> Selected excerpt:

>> begin

Drawbacks are an important part of the Spheres of Power system - I know, I know, intentionally limiting your character seems a bit weird at first. Trust me, though, this is actually going to make your character better… if your GM allows this system, at least, because this is an optional (albeit encouraged) rule rather than a core component of the system.

Drawbacks come in two major forms. The first form is General Drawbacks, which apply to your character as a whole. For example, if you wanted to recreate the "classic" feel of spellcasting in the Pathfinder Roleplaying Game, you might decide that your character needs to speak and gesture in order to activate their magic. To impose these limits on your character, you'd select the Verbal Casting and Somatic Casting drawbacks from the list. Now that you've done that, you get to decide on the benefits you get. Normally, selecting General Drawbacks gives your character a certain number of extra Spell Points - but you can also select from a list of useful Boons if you'd rather have those. Each Boon costs 2 General Drawbacks, and you no longer get the bonus Spell Points if you take a Boon instead.

This system allows for a wide variety of possible character designs, and with your GM's permission, you're free to come up with whatever sort of casting tradition you want. You can also pick from the list of traditions that have been provided - or select none at all if that fits your concept better. General Drawbacks are not required, but they do help. Note that these must be selected at character creation.

The other form of Drawback is the Sphere-Specific Drawback. These are real limitations on what you can do with a given Sphere, often limiting who you can affect with them or which other Talents you can select. In return for these limitations, though, each Sphere-Specific Drawback gives you a bonus Magic Talent for that Sphere. These Drawbacks are selected for a Sphere when you first gain access to it, and they are not permanent - you can "buy back" the Drawback at a later point by spending a Magic Talent.

Now, for an example, let's say that you're playing a Shifter (specializing in the Alteration Sphere), and you decide that you want an extra Talent to open up your options. Looking down the list, you spy the Lycanthropic drawback, which limits you to transforming yourself. This isn't a problem for you - you weren't really intending to transform your teammates anyway - so you take that Drawback and grab the extra Talent you wanted. Easy, right?

If you're willing to accept the limits, you can quite literally double the number of Talents you have access to at first level by taking Sphere-Specific Drawbacks. As with General Drawbacks, though, these are entirely optional - you can have as few or as many as you'd like (as long as they're all compatible with each other, of course).

Step Five: Fill Out Your Character Sheet

Now that you've selected your options, it's time to actually fill out your sheet and build your character as you normally would. Do it in this order:

  • Race
  • Ability Scores
  • Feats
  • Skill Points
  • Values (Saving Throws, Attack Modifiers, Number of Spell Points, etc.)

By the time you're done, your sheet should look something like this sample character, and you're ready to play. If you're planning to play online (say, on Paizo's official forum), you can use this profile template to easily format your character sheet.

What about Equipment?

If you're starting your game at 1st Level, then you won't have the cash for many of the new items (magical and mundane) introduced with this system. That said, you'll do well to look over the Weapons, Armor, Special Materials, and Magical Items pages to see what's different, and you may want to plan at least a few purchases ahead of time. This wiki includes a number of already-published items (with links on the main Spheres of Power page), but don't be afraid to come up with new ones that fit your character, party, or game world.

>> end

> Raw data:
>> begin

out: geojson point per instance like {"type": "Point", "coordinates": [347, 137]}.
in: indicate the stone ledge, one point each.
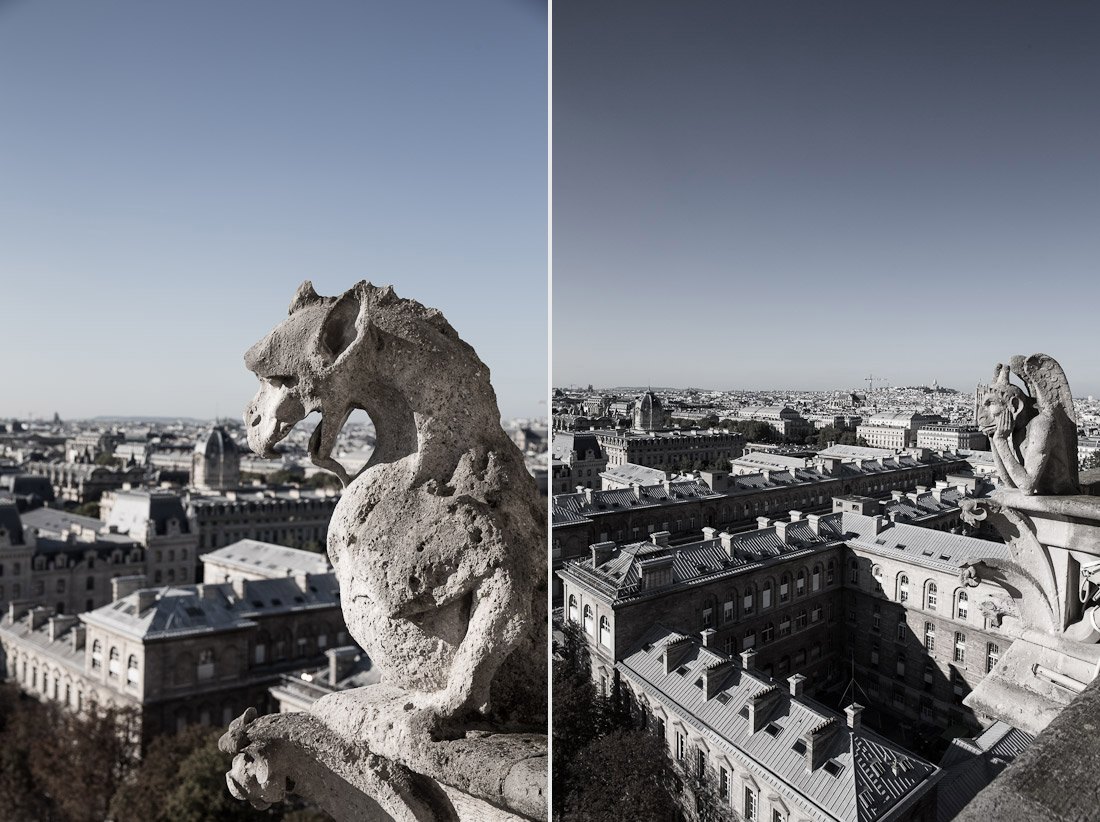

>> end

> Exercise prompt: Please continue the Spheres of Power character-building guide, not the material, picking up right after its final sentence about equipment.

> Response below:
If you're not sure what to get once you have a little cash, go for a Staff - in this system, staves provide an enhancement bonus to Caster Level, and being better in your main Sphere(s) is rarely a bad idea. Staves can also give you access to additional Talents - if you'd like to buy one from a store, talk with your GM about what might be available.

(Note that some Spheres interact with Staves a bit differently. In particular, Destruction requires a bonus of at least +2 to your Caster Level in order to get a consistent benefit from it, while Death and Conjuration have different benefits than raising your Caster Level would normally provide. Be sure to read the rules for crafting staves before you get one!)

Classic Items vs Sphere Items

Depending on the specifics of your game world, you could have no Sphere-based items, all Sphere-based items, or some mix of new and old. There's no right or wrong here - all of these options are perfectly workable (although there aren't very many pre-made Sphere items, so you'll have your work cut out for you if you remove Classic items entirely). That said, be sure to ask your GM about which kinds of items you can expect to find, purchase, or create.

If you are using a mix, remember that creating Sphere-based items should not be seen as a way to get around the costs of Classic items. If an item costs 4,000 GP when made in the Classic way, an identical effect should also cost 4,000 GP if you're making it with Spheres of Power. The correct way to price an item is to look for similar items first, and only use the pricing tables if there's nothing else on which to base the price. The last thing you want is for your GM to tell you that something you were aiming for will be more expensive than you thought, so it's best to clarify things ahead of time.

Other Tips

  • If you have a complicated character - like anyone focused on Alteration - do your group a favor and write up the most common things you'll do. For example, a Shifter may have a couple of 'preferred' forms to change into, and having all of the stat changes and numerical values for each form written down before the game starts will save time and help keep things moving.
  • Destruction is a solid choice for everyone. A scaling, all-day-long ranged touch attack never goes out of style, and it serves as a good option in combat whenever you don't want (or need) to do anything else. Even if foes are in melee combat (which imposes a -4 penalty to accuracy), you should be able to hit with it pretty much all the time once you hit the middle levels of the game.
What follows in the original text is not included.